(Rows from a segmentation dataset)
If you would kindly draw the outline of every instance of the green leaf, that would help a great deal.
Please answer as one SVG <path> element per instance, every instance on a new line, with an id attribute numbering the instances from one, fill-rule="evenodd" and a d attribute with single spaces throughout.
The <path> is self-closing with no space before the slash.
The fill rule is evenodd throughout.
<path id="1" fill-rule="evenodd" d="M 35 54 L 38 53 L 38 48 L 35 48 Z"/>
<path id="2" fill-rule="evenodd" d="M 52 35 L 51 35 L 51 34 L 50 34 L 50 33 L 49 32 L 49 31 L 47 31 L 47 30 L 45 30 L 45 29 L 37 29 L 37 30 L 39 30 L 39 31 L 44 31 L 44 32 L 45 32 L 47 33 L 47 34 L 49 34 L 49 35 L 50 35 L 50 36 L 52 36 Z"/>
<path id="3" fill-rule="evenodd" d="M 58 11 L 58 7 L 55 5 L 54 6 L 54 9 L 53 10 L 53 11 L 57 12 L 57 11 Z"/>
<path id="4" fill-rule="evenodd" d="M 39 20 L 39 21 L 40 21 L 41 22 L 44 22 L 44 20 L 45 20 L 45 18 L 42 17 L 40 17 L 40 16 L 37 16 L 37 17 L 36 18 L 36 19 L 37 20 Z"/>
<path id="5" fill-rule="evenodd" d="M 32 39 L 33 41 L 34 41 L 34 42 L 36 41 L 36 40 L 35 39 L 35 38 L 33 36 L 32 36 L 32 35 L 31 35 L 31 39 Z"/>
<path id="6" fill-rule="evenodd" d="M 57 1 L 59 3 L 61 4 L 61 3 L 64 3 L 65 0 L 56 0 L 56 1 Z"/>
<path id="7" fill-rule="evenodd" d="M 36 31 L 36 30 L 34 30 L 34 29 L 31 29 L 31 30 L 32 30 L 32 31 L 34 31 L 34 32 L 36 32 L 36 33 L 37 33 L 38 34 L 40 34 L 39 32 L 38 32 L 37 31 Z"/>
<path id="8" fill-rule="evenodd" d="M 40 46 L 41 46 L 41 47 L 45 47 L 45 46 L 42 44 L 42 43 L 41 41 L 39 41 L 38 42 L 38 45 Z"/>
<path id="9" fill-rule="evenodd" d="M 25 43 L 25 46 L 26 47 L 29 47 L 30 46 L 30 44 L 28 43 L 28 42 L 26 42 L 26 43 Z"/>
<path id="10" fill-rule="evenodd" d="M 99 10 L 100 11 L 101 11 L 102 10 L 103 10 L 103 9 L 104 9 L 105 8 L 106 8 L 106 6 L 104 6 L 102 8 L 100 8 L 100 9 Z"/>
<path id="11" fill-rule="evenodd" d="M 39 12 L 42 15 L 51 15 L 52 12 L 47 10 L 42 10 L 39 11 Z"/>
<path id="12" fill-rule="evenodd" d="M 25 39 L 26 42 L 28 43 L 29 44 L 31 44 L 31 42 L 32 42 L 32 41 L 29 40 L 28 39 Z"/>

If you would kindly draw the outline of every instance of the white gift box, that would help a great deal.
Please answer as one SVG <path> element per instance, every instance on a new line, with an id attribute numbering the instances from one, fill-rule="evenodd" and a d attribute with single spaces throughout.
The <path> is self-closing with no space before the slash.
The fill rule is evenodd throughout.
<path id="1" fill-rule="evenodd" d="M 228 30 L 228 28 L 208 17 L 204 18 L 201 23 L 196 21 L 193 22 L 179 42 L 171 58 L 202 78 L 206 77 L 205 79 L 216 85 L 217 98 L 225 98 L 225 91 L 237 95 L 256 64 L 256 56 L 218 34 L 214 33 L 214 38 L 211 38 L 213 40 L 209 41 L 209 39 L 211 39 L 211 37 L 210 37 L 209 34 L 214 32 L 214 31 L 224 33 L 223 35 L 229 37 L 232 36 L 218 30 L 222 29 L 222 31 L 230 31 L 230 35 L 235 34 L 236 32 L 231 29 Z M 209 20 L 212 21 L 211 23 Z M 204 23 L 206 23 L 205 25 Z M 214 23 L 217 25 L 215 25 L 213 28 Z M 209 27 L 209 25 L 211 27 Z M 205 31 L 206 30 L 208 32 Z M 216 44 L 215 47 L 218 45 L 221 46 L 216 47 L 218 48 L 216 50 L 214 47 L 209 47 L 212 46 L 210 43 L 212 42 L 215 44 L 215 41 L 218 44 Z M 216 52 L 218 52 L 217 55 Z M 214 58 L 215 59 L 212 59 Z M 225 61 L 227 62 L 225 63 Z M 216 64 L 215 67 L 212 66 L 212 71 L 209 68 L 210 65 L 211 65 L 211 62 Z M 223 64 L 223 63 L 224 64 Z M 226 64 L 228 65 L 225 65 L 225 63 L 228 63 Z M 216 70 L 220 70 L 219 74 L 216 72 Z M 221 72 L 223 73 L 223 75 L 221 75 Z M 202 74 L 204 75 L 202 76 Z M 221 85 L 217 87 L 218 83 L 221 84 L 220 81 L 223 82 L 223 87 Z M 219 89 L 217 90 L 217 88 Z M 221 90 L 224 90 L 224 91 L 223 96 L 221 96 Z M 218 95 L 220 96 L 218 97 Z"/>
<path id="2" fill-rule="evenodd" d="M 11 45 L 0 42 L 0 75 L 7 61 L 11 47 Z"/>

__EXERCISE__. Please output the stretch of the material from its first line through the line containing "39 12 L 42 15" as a JSON list of strings, one string per line, with blank lines omitted.

__RESULT FOR THIS EXERCISE__.
[
  "If you would kindly draw the outline of every instance of the green leaf, that would help a great deal.",
  "Please answer as one SVG <path> element per instance, every instance on a new line, with an id attribute numbering the instances from one, fill-rule=\"evenodd\" and a d attribute with single spaces throughout.",
  "The <path> is self-closing with no space before the slash.",
  "The fill rule is evenodd throughout.",
  "<path id=\"1\" fill-rule=\"evenodd\" d=\"M 35 54 L 38 53 L 38 48 L 35 48 Z\"/>",
  "<path id=\"2\" fill-rule=\"evenodd\" d=\"M 52 35 L 51 35 L 51 34 L 50 34 L 50 33 L 49 32 L 49 31 L 47 31 L 47 30 L 45 30 L 45 29 L 37 29 L 37 30 L 39 30 L 39 31 L 44 31 L 44 32 L 45 32 L 47 33 L 47 34 L 49 34 L 49 35 L 50 35 L 50 36 L 52 36 Z\"/>",
  "<path id=\"3\" fill-rule=\"evenodd\" d=\"M 58 11 L 58 7 L 55 5 L 54 6 L 54 9 L 53 10 L 53 11 L 57 12 L 57 11 Z\"/>",
  "<path id=\"4\" fill-rule=\"evenodd\" d=\"M 39 20 L 39 21 L 40 21 L 41 22 L 44 22 L 44 20 L 45 20 L 45 18 L 42 17 L 40 17 L 40 16 L 37 16 L 37 17 L 36 18 L 36 19 L 37 20 Z\"/>",
  "<path id=\"5\" fill-rule=\"evenodd\" d=\"M 32 39 L 33 41 L 34 41 L 34 42 L 36 41 L 36 40 L 35 39 L 35 38 L 33 36 L 32 36 L 32 35 L 31 35 L 31 39 Z\"/>",
  "<path id=\"6\" fill-rule=\"evenodd\" d=\"M 57 1 L 59 3 L 61 4 L 61 3 L 64 3 L 65 0 L 56 0 L 56 1 Z\"/>",
  "<path id=\"7\" fill-rule=\"evenodd\" d=\"M 36 31 L 36 30 L 34 30 L 34 29 L 31 29 L 31 30 L 32 30 L 32 31 L 34 31 L 34 32 L 36 32 L 36 33 L 37 33 L 38 34 L 40 34 L 39 32 L 38 32 L 37 31 Z\"/>",
  "<path id=\"8\" fill-rule=\"evenodd\" d=\"M 40 46 L 41 46 L 41 47 L 45 47 L 45 46 L 42 44 L 42 43 L 41 41 L 39 41 L 38 42 L 38 45 Z\"/>",
  "<path id=\"9\" fill-rule=\"evenodd\" d=\"M 25 43 L 25 46 L 26 47 L 29 47 L 30 46 L 30 44 L 28 43 L 28 42 L 26 42 L 26 43 Z\"/>",
  "<path id=\"10\" fill-rule=\"evenodd\" d=\"M 99 10 L 100 11 L 101 11 L 102 10 L 103 10 L 103 9 L 104 9 L 105 8 L 106 8 L 106 6 L 104 6 L 102 8 L 100 8 L 100 9 Z\"/>",
  "<path id=\"11\" fill-rule=\"evenodd\" d=\"M 39 12 L 42 15 L 51 15 L 52 12 L 47 10 L 42 10 L 39 11 Z\"/>"
]